## COMPITI DA SVOLGERE:
(1) Riproduci fedelmente il passo del blocco di testo compreso tra "Il videoregistratore non" e "nel mio cuore.", estremi inclusi.
(2) Secondo il blocco di testo, per quanto tempo la legge Pica consentiva di mettere agli arresti domiciliari i vagabondi senza bisogno di un processo?

Per farla breve, lo strano essere pensò ad una legge che impedisse agli schiavi sudisti di avere il benché minimo accenno di rivolta.

Questa legge permise ai piemontesi, buoni di cuore, di rinchiudere entro i loro stessi confini gli indigeni delle regioni meridionali, per evitare che potessero farsi male. Inoltre diede licenza ai fratelli d’Italia di squartare, stuprare, uccidere, sgozzare, migliaia di altri fratelli d’Italia.

Dal sito dei fedelissimi dei Savoia su può leggere testimonianza di ciò che significò questa legge per il meridione.

Riporto integralmente:

La legge Pica permise la repressione senza limiti di qualunque resistenza: si trattava, in pratica, dell’applicazione dello stato d’assedio interno. Senza bisogno di un processo si potevano mettere per un anno agli arresti domiciliari i vagabondi, le persone senza occupazione fissa, i sospetti fiancheggiatori di camorristi e briganti. Nelle province dichiarate infestate da briganti ogni banda armata di più di tre persone, complici inclusi, poteva essere giudicata da una corte marziale. Naturalmente alla sospensione dei diritti costituzionali (il concetto di diritti umani di fatto ancora non esisteva) si accompagnarono misure come la punizione collettiva per i delitti dei singoli e le rappresaglie contro i villaggi.

Cosa altro dire?

Il videoregistratore non ce l’ho più, le cassette dei manga Giapponesi sono ormai perse, non mi resta che continuare a guardare le ultime gare delle olimpiadi.

La speranza che la lega nord possa compiere una riparazione all’ingiustizia, è sempre viva nel mio cuore.

## RIGHE:
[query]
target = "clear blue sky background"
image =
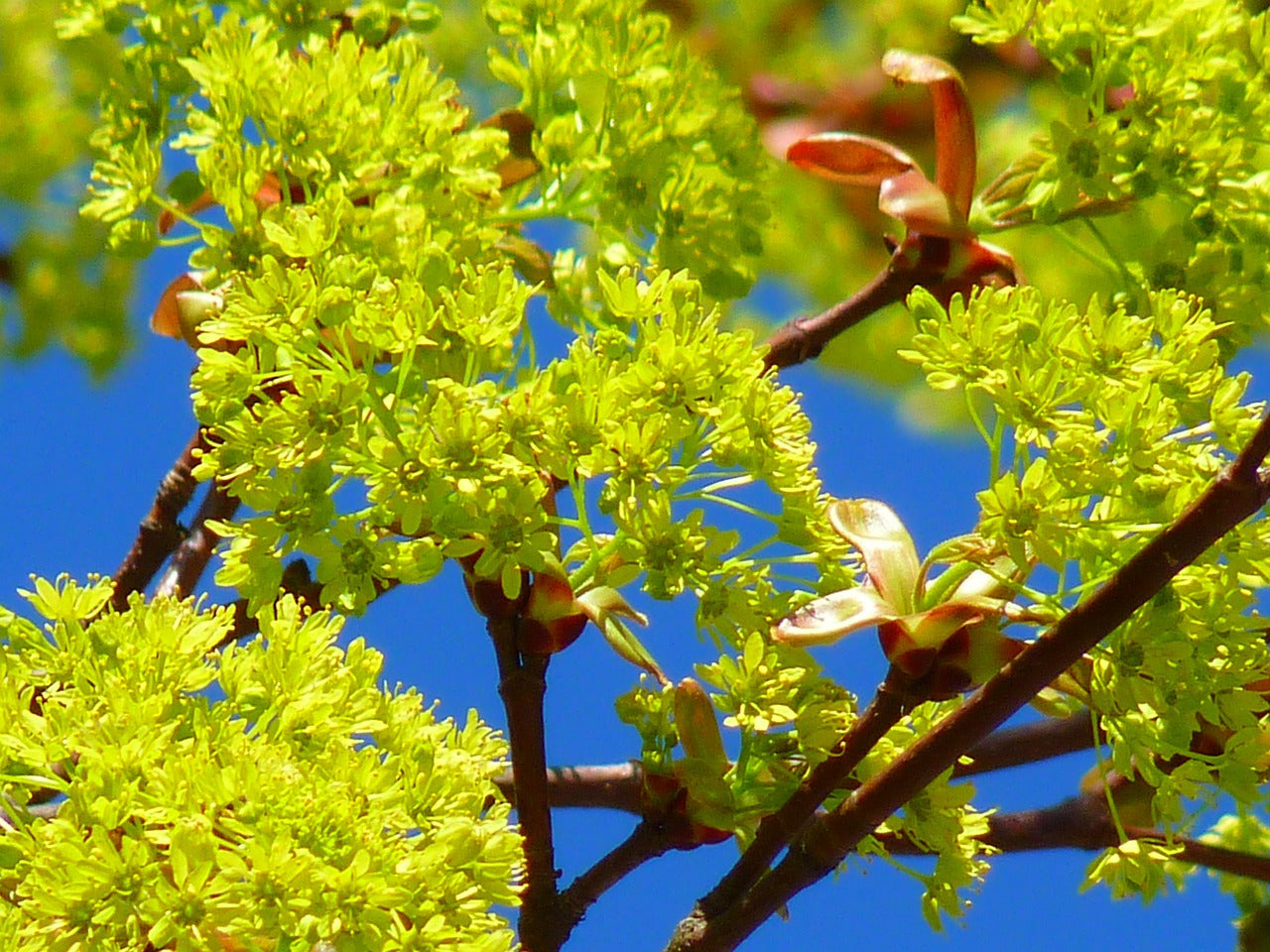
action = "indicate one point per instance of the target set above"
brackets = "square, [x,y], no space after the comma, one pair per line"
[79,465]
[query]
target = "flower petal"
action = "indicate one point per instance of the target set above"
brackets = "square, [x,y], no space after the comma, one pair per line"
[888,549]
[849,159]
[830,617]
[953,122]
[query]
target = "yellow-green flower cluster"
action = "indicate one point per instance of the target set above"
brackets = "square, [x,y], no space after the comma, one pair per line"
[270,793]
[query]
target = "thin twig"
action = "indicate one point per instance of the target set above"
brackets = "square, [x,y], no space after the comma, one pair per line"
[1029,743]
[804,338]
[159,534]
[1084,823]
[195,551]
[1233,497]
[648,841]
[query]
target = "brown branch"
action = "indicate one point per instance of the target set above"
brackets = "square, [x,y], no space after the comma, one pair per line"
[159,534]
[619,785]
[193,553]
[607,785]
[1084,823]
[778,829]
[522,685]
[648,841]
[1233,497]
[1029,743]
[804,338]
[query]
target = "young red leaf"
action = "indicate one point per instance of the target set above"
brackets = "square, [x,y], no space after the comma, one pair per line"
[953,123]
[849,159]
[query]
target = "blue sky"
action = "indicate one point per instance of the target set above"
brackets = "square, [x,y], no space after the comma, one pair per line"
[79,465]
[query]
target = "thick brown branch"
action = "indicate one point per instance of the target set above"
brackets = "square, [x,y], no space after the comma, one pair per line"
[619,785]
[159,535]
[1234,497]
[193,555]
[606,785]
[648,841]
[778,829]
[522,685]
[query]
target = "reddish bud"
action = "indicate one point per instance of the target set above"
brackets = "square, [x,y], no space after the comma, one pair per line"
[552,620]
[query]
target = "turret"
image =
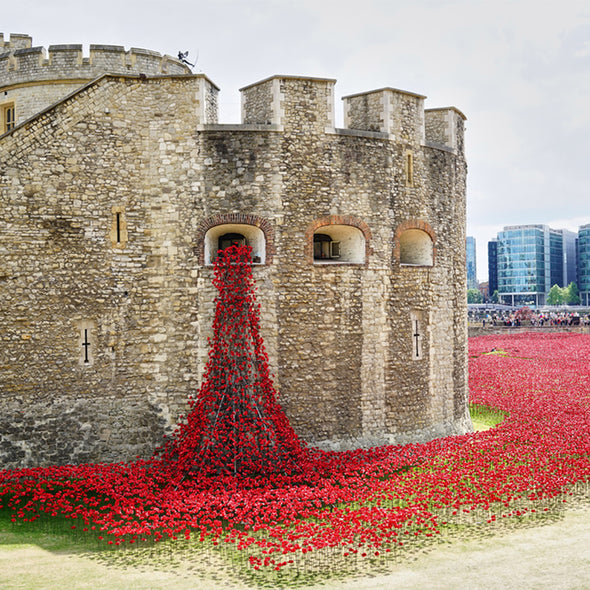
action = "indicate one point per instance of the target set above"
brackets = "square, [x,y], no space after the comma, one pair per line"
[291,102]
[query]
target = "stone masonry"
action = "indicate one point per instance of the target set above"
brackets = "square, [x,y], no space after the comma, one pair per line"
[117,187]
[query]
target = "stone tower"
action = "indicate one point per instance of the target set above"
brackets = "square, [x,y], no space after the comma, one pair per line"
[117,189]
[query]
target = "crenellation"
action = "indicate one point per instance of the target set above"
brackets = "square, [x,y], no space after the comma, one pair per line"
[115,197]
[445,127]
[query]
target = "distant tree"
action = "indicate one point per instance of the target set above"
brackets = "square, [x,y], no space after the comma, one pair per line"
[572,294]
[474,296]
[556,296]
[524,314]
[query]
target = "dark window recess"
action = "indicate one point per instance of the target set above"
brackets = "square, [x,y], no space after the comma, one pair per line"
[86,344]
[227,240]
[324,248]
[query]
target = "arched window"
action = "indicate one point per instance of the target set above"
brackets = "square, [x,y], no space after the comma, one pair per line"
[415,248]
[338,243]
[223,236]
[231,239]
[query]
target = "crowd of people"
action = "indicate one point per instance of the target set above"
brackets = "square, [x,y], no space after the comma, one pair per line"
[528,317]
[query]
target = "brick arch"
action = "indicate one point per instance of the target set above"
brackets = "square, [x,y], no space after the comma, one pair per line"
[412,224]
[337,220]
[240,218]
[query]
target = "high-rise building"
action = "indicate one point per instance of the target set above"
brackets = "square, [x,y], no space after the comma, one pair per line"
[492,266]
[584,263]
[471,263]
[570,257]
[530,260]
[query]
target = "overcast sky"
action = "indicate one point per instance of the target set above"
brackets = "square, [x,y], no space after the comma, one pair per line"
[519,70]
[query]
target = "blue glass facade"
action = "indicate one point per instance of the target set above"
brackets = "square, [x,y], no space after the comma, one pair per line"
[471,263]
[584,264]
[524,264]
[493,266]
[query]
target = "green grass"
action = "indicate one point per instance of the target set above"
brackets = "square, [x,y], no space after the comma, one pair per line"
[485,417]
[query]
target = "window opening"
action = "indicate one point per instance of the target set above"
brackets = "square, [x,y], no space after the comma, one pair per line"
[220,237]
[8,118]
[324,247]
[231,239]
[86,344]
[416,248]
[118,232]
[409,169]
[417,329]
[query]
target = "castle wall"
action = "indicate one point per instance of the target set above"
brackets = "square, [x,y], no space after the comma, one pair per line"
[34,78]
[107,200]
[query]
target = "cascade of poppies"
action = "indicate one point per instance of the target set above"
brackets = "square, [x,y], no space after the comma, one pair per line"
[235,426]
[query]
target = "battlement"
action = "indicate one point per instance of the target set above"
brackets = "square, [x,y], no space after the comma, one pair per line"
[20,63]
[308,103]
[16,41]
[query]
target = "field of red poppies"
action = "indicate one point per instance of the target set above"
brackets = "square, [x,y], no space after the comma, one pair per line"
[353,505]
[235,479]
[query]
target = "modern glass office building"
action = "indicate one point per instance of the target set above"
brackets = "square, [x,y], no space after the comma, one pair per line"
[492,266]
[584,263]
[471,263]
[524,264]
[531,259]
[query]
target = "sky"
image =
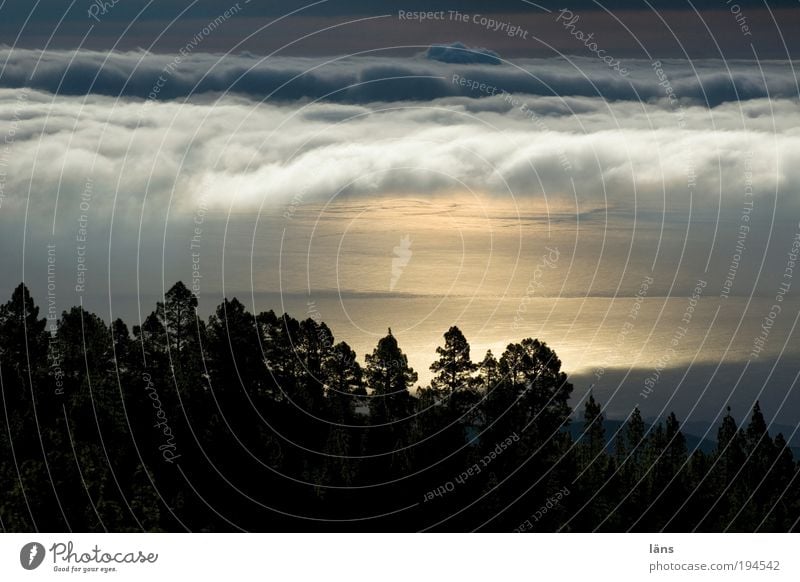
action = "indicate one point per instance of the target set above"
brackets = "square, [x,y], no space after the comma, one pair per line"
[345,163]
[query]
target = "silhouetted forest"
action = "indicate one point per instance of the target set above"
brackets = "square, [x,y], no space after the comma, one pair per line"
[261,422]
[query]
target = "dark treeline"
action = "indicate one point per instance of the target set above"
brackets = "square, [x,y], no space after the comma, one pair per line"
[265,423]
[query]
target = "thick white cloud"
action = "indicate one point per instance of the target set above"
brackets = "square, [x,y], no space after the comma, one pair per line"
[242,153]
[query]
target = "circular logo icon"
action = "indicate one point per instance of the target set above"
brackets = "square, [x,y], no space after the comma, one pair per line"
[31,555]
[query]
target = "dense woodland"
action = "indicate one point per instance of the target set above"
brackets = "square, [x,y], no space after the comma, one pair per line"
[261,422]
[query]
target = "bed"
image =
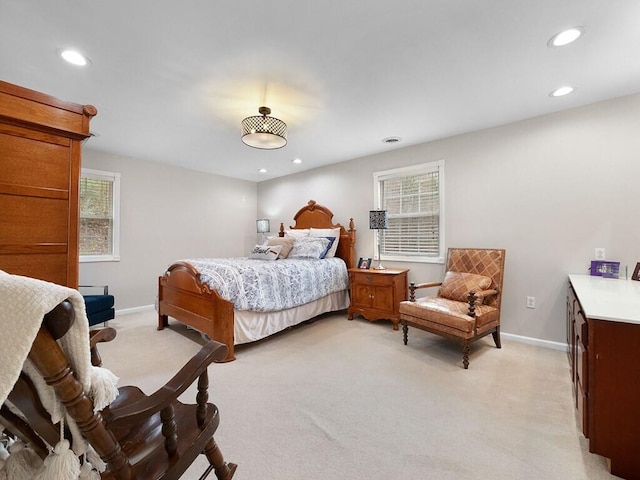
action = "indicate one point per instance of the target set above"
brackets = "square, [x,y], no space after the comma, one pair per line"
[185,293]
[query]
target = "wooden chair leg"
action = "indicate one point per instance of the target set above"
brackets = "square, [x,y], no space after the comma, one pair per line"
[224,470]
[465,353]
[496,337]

## RISPOSTE QUI SOTTO:
(1)
Il videoregistratore non ce l’ho più, le cassette dei manga Giapponesi sono ormai perse, non mi resta che continuare a guardare le ultime gare delle olimpiadi.

La speranza che la lega nord possa compiere una riparazione all’ingiustizia, è sempre viva nel mio cuore.

(2) Per un anno.